◆ **Task description**
The output should be all lines of the entries below in which the word "window" occurs.

[Start of section]

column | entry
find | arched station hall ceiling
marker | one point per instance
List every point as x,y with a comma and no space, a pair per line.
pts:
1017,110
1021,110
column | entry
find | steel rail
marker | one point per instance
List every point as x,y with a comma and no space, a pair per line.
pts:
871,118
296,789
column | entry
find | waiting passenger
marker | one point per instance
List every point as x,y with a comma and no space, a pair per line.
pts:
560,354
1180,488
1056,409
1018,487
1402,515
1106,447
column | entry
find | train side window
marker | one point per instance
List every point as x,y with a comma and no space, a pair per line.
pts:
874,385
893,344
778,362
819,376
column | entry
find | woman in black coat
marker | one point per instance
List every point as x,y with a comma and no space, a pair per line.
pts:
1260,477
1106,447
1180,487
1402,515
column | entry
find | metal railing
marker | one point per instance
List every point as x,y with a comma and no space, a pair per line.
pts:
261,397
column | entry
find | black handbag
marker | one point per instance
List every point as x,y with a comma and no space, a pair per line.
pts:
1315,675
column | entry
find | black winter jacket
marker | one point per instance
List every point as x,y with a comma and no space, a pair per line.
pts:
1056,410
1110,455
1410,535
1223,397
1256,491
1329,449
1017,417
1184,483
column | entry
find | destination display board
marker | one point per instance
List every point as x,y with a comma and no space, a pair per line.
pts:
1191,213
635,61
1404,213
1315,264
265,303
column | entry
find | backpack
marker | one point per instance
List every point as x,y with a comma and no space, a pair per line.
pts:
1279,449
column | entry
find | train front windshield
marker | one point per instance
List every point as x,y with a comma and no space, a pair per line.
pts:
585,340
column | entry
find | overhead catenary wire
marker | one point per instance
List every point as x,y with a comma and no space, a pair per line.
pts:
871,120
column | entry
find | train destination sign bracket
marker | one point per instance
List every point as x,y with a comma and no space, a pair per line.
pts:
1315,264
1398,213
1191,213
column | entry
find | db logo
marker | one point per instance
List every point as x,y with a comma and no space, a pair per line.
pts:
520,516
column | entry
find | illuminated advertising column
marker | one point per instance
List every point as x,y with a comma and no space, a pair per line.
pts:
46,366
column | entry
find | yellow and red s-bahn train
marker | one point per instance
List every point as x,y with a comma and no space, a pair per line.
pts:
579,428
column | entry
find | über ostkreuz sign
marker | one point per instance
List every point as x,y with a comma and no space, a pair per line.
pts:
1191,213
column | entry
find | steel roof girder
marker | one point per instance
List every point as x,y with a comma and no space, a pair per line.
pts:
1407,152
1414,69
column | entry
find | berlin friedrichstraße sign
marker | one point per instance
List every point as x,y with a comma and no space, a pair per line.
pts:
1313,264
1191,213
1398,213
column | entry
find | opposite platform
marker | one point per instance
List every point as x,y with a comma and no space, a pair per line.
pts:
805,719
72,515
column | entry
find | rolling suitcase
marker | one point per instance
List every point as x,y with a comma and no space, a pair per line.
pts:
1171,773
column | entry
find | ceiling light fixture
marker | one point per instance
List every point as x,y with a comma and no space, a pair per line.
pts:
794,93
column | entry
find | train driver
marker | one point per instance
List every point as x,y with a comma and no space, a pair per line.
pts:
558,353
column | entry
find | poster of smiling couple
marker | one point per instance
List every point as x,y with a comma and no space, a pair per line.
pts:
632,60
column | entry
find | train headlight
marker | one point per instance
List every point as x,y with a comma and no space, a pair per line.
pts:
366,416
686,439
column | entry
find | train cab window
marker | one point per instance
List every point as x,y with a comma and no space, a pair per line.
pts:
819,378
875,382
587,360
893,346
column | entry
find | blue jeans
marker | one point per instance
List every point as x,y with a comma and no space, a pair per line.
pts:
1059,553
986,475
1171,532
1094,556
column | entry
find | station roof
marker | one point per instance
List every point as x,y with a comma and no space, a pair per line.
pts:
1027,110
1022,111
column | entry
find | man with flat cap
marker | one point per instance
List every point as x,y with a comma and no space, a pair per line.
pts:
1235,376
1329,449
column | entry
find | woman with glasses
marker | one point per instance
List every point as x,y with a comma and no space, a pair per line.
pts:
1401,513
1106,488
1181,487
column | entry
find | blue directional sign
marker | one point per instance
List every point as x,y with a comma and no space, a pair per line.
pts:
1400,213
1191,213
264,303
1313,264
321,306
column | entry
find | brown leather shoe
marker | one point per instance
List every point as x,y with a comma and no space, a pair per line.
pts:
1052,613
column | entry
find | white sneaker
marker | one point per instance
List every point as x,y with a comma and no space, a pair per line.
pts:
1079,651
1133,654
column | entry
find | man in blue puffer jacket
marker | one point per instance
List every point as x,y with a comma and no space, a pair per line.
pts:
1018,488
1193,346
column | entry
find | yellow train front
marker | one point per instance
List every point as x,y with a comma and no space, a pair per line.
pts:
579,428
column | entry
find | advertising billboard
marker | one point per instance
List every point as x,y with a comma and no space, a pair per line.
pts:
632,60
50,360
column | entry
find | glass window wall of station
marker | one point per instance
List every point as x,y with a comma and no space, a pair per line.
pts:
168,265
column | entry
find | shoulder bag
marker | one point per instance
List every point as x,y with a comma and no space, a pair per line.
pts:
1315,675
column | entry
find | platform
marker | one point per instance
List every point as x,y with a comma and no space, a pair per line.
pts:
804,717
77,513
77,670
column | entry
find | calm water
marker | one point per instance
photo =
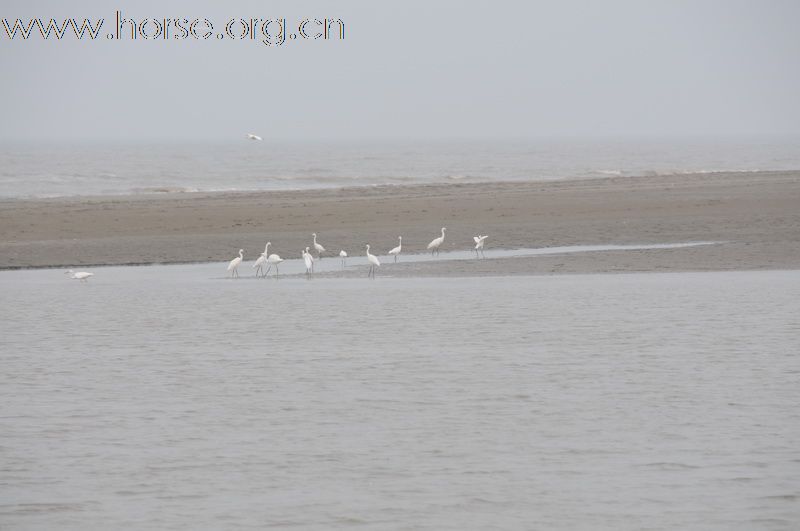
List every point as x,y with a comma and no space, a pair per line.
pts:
165,398
62,170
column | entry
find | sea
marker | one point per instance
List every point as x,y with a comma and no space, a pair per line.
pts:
33,170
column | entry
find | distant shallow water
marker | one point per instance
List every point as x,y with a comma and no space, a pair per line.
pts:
41,170
659,401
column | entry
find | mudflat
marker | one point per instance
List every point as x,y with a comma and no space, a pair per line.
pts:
755,214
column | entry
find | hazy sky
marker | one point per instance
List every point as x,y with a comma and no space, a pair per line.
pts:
414,69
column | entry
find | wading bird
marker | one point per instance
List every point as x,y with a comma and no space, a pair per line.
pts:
272,260
479,240
433,247
309,261
319,248
83,276
396,251
373,263
233,266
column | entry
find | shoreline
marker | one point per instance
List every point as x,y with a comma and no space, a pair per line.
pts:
757,213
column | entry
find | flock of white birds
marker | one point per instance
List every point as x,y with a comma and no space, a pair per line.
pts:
268,260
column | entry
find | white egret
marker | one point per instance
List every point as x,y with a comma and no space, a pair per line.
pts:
373,263
80,275
479,240
433,247
396,251
320,249
259,263
272,260
309,261
233,266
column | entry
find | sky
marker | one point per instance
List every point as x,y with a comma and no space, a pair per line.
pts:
412,70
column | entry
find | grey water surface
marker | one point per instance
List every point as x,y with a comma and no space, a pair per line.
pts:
167,397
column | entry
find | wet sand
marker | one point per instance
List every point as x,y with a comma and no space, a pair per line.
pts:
756,214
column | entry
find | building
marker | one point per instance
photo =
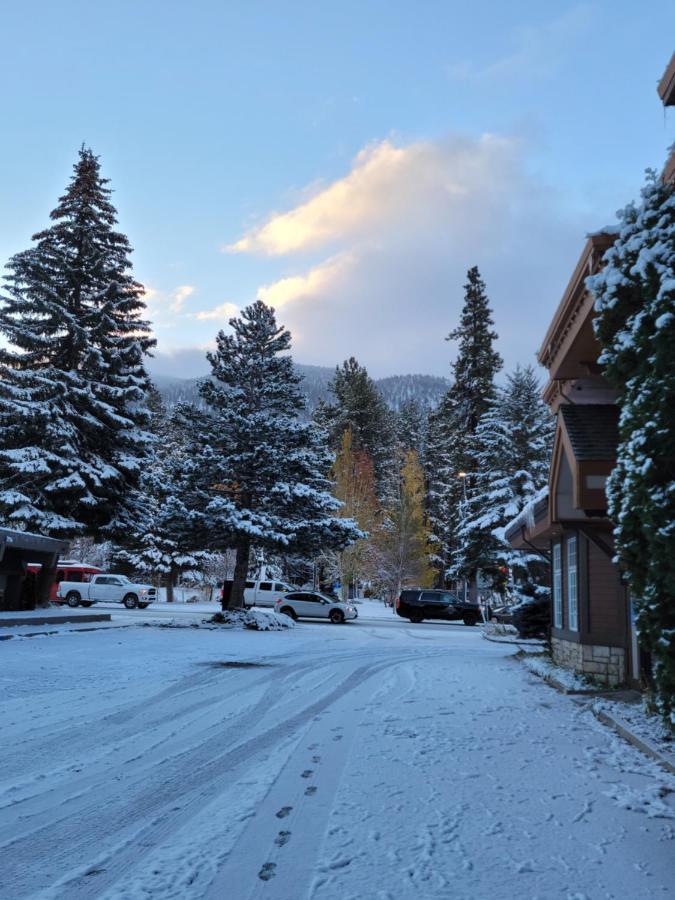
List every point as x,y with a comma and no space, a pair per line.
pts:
20,589
592,624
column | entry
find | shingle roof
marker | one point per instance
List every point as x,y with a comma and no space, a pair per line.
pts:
593,430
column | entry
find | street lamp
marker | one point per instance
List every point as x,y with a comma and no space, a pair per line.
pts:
463,475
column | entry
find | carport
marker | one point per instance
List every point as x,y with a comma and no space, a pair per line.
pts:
17,550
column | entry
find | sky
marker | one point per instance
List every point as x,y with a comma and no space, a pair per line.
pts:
345,162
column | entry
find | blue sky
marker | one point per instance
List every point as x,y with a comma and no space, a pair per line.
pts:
348,162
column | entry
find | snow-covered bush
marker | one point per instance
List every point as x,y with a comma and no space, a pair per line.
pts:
635,324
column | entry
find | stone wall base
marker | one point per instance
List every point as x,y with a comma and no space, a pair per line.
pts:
605,664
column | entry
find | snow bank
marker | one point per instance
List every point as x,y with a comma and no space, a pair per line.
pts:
569,681
255,619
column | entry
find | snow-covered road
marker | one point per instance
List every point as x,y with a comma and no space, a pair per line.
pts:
371,760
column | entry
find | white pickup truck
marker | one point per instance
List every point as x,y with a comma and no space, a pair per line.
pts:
106,589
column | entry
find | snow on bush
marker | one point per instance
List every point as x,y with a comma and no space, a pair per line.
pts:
542,666
255,619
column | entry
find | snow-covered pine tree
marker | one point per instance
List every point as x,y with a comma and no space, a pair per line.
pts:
359,406
411,427
451,444
635,324
73,419
265,469
513,443
164,539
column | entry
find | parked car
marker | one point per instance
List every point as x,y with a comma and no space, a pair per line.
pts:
68,570
106,589
417,605
313,605
260,593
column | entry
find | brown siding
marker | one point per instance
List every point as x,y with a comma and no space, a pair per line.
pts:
607,608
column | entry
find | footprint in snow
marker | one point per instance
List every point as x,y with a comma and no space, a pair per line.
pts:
267,871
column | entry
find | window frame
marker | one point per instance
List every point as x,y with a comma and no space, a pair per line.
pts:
556,584
572,560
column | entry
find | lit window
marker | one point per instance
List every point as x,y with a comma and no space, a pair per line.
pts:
572,594
557,586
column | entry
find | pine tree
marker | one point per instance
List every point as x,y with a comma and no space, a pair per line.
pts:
451,461
635,324
263,468
411,427
359,406
513,443
400,548
354,481
73,422
164,539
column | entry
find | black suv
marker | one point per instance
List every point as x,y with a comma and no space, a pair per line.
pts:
417,605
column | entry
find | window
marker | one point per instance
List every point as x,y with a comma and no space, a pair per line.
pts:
557,586
572,596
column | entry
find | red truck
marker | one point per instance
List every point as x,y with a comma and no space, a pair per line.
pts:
67,570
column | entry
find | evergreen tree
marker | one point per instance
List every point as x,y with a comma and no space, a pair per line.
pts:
354,481
411,427
513,443
451,460
73,420
635,323
400,549
262,468
359,406
164,539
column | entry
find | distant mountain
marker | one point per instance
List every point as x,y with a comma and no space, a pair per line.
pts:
426,390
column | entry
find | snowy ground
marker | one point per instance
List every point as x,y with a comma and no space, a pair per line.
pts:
370,761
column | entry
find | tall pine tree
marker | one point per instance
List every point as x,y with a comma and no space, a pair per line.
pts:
73,416
451,461
635,323
263,468
359,407
513,443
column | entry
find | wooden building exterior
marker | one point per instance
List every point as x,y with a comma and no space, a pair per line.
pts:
19,589
592,626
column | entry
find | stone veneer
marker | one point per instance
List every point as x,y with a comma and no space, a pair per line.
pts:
605,664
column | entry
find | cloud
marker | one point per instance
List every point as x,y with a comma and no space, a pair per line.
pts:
392,241
179,295
319,279
225,311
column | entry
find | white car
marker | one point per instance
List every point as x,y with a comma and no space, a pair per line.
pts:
106,589
313,605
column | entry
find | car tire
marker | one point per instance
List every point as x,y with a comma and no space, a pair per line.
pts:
289,611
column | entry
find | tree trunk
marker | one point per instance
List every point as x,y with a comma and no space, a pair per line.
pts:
169,587
236,600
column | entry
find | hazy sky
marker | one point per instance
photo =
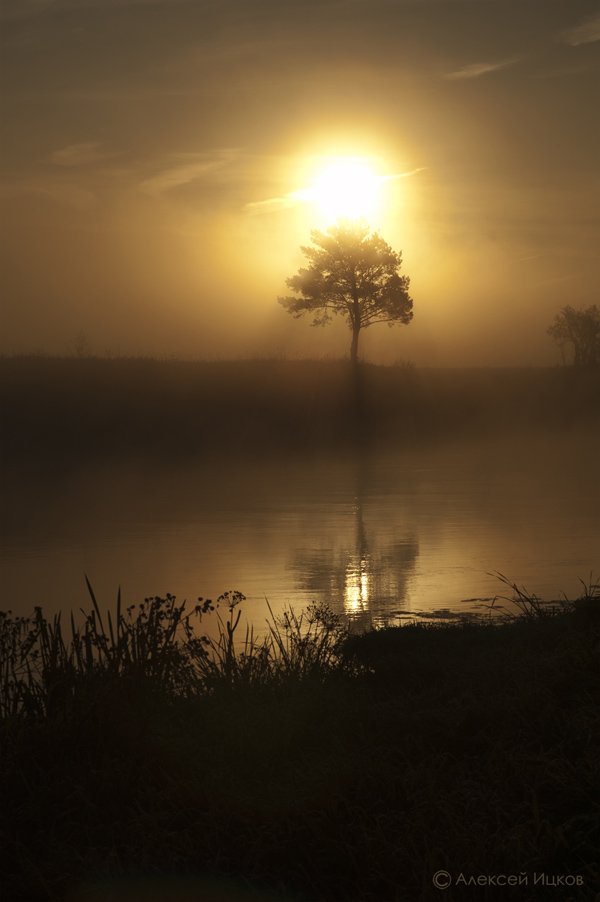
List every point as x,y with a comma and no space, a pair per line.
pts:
146,145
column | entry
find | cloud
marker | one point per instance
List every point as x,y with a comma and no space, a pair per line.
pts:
587,32
79,155
476,70
304,195
59,192
186,168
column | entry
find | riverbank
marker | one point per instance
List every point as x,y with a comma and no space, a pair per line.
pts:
70,411
355,769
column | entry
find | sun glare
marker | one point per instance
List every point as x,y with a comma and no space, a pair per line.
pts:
346,188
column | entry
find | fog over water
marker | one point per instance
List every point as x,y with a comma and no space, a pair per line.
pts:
376,535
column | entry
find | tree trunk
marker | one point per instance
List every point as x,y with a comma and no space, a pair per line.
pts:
354,346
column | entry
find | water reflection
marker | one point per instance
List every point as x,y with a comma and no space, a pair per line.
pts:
367,578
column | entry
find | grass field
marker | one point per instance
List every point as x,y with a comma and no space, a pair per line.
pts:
140,762
72,410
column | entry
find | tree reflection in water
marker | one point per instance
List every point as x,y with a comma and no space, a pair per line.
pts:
365,580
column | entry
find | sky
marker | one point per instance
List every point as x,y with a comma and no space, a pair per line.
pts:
153,153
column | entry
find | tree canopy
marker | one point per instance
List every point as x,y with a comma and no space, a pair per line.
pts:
578,331
352,273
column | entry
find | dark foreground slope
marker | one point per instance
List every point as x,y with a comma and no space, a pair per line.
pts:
470,749
73,409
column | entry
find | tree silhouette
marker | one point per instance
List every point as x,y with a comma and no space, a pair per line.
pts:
579,330
352,273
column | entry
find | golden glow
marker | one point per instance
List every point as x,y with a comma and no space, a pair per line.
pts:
344,188
357,587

[End of section]

◆ **Reply**
find | train side window
find | train cab window
find | glass window wall of station
find | window frame
find | lit window
find | window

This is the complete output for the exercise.